(MATERIAL FOR THIS TASK Opens)

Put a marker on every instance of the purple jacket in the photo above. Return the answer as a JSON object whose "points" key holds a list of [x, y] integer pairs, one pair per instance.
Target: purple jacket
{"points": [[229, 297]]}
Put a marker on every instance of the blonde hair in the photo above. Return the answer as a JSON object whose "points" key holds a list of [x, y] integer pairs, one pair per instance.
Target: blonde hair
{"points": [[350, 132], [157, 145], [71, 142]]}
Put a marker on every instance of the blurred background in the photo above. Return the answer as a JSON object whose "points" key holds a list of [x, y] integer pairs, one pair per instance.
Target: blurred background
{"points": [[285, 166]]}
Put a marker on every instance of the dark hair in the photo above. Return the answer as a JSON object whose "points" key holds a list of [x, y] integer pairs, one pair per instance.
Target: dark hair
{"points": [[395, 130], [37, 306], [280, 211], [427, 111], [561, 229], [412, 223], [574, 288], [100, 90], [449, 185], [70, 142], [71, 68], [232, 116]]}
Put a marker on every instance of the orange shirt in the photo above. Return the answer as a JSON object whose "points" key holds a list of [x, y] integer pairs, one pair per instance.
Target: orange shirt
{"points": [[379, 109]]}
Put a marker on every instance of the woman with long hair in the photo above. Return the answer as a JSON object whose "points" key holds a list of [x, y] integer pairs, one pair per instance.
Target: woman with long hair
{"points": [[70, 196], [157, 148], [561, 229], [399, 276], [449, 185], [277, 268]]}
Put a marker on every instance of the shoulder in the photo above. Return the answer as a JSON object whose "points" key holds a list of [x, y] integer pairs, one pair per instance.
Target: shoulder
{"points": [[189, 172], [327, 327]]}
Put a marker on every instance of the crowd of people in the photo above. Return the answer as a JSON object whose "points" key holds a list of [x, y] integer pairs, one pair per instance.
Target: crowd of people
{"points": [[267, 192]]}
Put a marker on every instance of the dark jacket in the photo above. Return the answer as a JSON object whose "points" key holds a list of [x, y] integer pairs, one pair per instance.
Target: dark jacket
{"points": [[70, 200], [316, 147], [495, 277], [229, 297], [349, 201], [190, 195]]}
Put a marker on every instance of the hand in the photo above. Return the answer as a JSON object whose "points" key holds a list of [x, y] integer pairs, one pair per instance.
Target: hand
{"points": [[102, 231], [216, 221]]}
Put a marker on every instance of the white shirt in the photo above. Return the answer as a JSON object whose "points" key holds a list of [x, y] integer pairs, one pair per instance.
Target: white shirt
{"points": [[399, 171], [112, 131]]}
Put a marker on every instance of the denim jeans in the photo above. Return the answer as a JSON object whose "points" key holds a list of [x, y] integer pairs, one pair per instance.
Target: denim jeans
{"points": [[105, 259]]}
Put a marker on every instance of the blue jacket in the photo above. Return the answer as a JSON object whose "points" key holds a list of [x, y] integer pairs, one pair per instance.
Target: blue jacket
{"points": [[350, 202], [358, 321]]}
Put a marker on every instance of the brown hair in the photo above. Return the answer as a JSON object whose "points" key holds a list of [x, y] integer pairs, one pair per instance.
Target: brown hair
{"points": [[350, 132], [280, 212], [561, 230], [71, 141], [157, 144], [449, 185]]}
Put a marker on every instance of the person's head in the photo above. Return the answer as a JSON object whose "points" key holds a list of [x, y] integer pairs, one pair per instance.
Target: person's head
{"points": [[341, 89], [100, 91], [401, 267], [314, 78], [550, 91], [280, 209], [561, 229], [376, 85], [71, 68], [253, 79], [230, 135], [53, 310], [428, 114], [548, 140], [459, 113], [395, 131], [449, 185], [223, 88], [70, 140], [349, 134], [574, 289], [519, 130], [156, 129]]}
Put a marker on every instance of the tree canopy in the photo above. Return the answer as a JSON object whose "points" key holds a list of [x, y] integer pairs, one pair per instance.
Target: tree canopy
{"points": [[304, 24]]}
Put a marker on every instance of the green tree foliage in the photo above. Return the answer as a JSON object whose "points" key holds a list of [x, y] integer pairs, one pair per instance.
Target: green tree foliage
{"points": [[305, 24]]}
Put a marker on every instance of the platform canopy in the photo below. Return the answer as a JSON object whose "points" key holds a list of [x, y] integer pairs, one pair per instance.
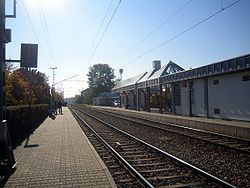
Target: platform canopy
{"points": [[128, 84], [153, 78]]}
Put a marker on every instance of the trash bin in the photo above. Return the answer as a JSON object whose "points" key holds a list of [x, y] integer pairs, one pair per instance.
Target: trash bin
{"points": [[3, 130]]}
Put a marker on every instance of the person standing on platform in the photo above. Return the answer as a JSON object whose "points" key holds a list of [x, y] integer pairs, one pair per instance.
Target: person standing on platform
{"points": [[60, 107]]}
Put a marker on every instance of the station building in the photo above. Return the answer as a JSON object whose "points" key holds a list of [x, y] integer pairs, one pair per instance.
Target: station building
{"points": [[218, 90]]}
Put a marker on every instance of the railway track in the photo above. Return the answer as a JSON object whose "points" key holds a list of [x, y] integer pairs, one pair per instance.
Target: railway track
{"points": [[241, 145], [150, 165]]}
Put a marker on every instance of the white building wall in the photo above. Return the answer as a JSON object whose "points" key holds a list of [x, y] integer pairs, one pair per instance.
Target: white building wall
{"points": [[199, 101], [231, 96], [185, 99]]}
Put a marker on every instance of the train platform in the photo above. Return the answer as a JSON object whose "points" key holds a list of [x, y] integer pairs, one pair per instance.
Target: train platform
{"points": [[58, 154], [234, 128]]}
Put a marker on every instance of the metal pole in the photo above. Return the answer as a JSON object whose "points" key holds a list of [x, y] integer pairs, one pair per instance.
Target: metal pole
{"points": [[2, 60]]}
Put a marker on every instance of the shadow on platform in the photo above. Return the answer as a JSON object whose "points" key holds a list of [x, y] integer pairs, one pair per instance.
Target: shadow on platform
{"points": [[5, 175]]}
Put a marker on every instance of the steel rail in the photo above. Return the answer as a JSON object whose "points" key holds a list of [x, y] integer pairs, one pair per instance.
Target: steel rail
{"points": [[214, 179], [181, 126], [131, 168], [126, 117]]}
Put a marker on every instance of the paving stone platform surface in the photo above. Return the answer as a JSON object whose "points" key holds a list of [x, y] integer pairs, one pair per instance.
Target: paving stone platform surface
{"points": [[58, 154]]}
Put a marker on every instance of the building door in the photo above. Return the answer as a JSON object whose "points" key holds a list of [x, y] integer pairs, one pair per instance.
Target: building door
{"points": [[191, 99]]}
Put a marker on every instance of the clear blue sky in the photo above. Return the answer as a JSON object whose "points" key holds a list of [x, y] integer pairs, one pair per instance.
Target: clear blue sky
{"points": [[73, 24]]}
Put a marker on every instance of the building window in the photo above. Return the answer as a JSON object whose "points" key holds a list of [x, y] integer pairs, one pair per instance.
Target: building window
{"points": [[245, 78], [217, 111], [216, 82]]}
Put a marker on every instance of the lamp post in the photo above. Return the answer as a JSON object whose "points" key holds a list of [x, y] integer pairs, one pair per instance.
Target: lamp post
{"points": [[6, 151]]}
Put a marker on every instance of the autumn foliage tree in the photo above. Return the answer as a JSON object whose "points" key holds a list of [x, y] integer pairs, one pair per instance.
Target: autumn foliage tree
{"points": [[18, 85], [100, 79]]}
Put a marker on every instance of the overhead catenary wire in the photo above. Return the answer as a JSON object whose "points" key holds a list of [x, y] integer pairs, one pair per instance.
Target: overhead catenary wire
{"points": [[155, 30], [183, 32], [104, 32], [34, 31], [45, 28], [100, 27]]}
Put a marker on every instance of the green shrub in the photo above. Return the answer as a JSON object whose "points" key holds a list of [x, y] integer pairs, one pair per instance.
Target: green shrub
{"points": [[22, 120]]}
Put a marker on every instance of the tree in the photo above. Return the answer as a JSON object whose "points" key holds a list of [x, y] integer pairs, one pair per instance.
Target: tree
{"points": [[18, 85], [100, 79]]}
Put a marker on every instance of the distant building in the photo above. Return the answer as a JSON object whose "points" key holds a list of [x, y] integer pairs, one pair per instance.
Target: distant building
{"points": [[218, 90]]}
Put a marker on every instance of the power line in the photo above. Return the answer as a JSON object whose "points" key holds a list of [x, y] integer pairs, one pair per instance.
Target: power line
{"points": [[34, 31], [99, 29], [183, 32], [156, 29], [105, 30], [45, 28], [98, 43]]}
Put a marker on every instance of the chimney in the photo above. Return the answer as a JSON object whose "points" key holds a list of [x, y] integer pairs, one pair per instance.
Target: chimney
{"points": [[157, 64]]}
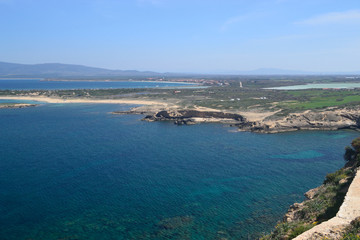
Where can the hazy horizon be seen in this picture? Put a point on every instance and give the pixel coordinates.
(184, 36)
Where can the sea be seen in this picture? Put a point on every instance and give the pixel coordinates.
(76, 171)
(319, 86)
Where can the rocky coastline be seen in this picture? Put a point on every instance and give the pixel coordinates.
(331, 119)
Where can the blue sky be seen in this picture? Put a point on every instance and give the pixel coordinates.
(184, 35)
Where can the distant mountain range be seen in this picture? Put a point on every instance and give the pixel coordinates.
(64, 70)
(58, 70)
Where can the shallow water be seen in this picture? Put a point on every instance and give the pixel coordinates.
(73, 171)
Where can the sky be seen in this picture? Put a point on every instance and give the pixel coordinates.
(207, 36)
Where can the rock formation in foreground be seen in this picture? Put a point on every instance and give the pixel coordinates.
(309, 120)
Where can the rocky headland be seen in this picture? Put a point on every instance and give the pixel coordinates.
(330, 119)
(308, 120)
(330, 211)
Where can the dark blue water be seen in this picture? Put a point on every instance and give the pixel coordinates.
(73, 171)
(31, 84)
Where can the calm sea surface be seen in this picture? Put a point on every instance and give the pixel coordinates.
(74, 171)
(30, 84)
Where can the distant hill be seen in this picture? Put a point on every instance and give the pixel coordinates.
(58, 70)
(64, 70)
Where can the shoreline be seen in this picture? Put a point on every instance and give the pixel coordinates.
(244, 121)
(82, 100)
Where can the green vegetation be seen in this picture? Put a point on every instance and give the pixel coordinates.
(353, 231)
(324, 204)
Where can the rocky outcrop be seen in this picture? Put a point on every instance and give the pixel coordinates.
(192, 116)
(326, 120)
(308, 120)
(348, 212)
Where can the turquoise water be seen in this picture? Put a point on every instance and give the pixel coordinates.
(318, 85)
(30, 84)
(74, 171)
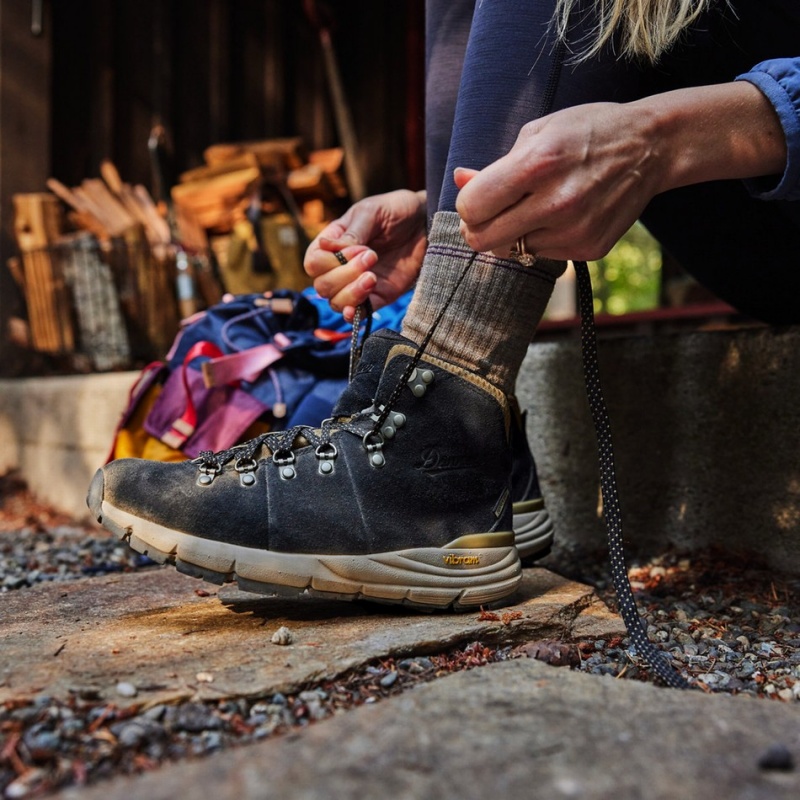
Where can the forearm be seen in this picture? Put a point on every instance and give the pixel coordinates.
(727, 131)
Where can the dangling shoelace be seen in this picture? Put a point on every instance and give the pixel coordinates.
(282, 441)
(634, 623)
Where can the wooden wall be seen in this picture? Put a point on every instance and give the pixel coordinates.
(102, 73)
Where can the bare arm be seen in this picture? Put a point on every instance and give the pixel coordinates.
(576, 180)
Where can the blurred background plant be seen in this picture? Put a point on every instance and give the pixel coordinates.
(629, 278)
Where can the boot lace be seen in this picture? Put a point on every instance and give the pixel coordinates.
(282, 443)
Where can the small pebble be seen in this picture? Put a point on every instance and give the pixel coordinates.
(777, 757)
(388, 680)
(282, 636)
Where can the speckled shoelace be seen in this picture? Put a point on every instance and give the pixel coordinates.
(608, 487)
(629, 612)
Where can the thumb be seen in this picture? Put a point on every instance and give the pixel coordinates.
(462, 176)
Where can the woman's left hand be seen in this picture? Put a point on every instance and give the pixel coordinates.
(576, 180)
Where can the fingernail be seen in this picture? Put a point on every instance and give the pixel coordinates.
(367, 281)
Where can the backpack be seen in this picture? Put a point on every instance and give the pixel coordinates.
(250, 364)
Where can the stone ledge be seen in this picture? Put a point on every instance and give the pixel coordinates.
(705, 428)
(705, 434)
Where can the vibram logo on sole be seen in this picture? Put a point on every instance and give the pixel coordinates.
(451, 559)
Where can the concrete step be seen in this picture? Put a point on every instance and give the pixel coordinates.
(705, 428)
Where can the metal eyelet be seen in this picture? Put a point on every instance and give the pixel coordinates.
(393, 421)
(373, 444)
(419, 380)
(285, 464)
(326, 453)
(208, 473)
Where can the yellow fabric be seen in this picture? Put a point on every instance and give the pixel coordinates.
(133, 441)
(282, 244)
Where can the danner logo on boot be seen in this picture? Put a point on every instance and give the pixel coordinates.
(433, 460)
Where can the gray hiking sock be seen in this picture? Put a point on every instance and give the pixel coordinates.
(490, 321)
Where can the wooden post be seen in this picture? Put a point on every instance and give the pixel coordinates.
(37, 225)
(25, 132)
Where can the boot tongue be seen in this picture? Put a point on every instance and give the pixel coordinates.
(361, 391)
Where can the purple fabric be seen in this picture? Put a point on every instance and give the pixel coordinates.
(224, 413)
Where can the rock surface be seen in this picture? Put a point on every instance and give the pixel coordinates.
(516, 729)
(158, 631)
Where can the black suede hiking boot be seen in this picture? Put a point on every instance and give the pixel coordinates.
(533, 528)
(404, 500)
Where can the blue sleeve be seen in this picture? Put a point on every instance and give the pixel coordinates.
(779, 80)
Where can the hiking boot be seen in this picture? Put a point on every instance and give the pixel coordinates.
(533, 528)
(404, 499)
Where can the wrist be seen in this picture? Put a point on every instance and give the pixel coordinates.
(726, 131)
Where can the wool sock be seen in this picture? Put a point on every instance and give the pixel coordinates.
(494, 313)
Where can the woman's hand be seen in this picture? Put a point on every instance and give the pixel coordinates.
(576, 180)
(383, 238)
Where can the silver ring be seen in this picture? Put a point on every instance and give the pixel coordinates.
(521, 255)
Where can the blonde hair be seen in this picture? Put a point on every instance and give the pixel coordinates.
(646, 28)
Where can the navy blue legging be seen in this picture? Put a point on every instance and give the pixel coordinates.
(491, 71)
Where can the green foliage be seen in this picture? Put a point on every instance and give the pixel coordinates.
(629, 277)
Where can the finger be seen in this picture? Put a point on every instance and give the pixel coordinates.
(333, 280)
(462, 176)
(324, 260)
(492, 190)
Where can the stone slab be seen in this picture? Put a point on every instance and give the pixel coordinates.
(152, 629)
(518, 729)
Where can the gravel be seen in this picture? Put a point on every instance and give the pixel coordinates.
(65, 553)
(726, 622)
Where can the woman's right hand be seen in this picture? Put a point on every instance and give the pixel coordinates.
(383, 238)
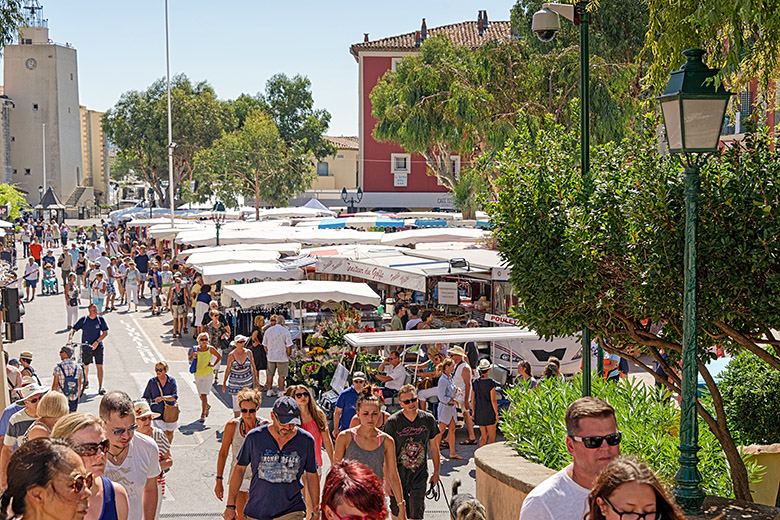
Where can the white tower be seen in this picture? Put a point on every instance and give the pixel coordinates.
(42, 81)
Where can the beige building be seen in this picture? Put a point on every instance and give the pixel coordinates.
(41, 80)
(94, 152)
(340, 170)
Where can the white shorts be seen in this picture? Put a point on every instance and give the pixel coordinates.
(203, 384)
(164, 426)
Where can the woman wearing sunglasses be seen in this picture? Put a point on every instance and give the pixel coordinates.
(629, 490)
(85, 433)
(352, 492)
(233, 437)
(313, 420)
(46, 479)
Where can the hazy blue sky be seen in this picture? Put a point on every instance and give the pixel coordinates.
(237, 46)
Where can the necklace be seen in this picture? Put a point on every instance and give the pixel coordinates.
(116, 457)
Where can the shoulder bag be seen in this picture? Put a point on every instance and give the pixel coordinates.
(170, 411)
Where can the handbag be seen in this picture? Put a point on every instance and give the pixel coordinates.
(170, 411)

(MATERIAL FOR THIS TASK Closes)

### EXERCISE GOAL
Take the stretch of lines above from the one containing "Target: blue jacket" through the one containing "Put a marker on every instance of the person's" and repeat it exactly, adding no other line.

### YOUR SOLUTION
Target: blue jacket
{"points": [[350, 202], [358, 321]]}
Put a marker on every instance of the brown hair in the photo above. Return the answer as a JSON object whose "points" key holds a list of [x, y] integer pairs, one pair per instance.
Target: brown hair
{"points": [[350, 132], [280, 212], [561, 230], [71, 141], [157, 144], [449, 185]]}
Put a marker on every instance of the person's head in the photo above. Return the answer as a JSON object whose "points" key holds a list of [x, y] integer pairs, one pair per instance.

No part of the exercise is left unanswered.